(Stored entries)
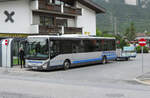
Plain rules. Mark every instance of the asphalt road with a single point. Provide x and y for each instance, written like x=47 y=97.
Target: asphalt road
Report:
x=113 y=80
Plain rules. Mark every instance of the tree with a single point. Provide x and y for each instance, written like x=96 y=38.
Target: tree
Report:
x=131 y=32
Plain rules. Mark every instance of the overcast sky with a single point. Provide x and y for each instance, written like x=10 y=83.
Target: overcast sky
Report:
x=131 y=2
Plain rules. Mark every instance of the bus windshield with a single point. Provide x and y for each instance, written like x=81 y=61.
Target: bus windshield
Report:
x=37 y=48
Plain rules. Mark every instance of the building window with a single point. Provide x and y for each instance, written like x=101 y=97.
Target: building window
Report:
x=46 y=21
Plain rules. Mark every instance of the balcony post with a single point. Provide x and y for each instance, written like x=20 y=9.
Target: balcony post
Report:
x=62 y=8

- [Aim] Please copy out every item above word for word, leaving out the pictures.

- [In response]
Plain rules. Mark every instance of the asphalt road with a single point. Provide x and y for each instance, written like x=47 y=97.
Target: asphalt road
Report:
x=113 y=80
Plain rules. Mark every instance of the tree with a single point. Provide x and y for each instance, written like x=96 y=38.
Target: tree
Report:
x=131 y=32
Plain rules. Mark every instance of the overcast sky with a single point. Provide x and y for each instance, written like x=10 y=83.
Target: overcast sky
Report:
x=131 y=2
Plain rules. Mark every instance of the bus windshield with a single point. Provide x and y for each instance, written like x=81 y=61.
Target: bus windshield
Report:
x=37 y=48
Plain rules. Mark every instance of the building window with a single point. Provide x and y for each instance, written like x=101 y=97.
Target: building window
Report:
x=46 y=21
Plain rules. Mark every instance of the balcony post with a single point. Provide x and y for each instance, written like x=20 y=9.
Target: balcony post
Report:
x=62 y=8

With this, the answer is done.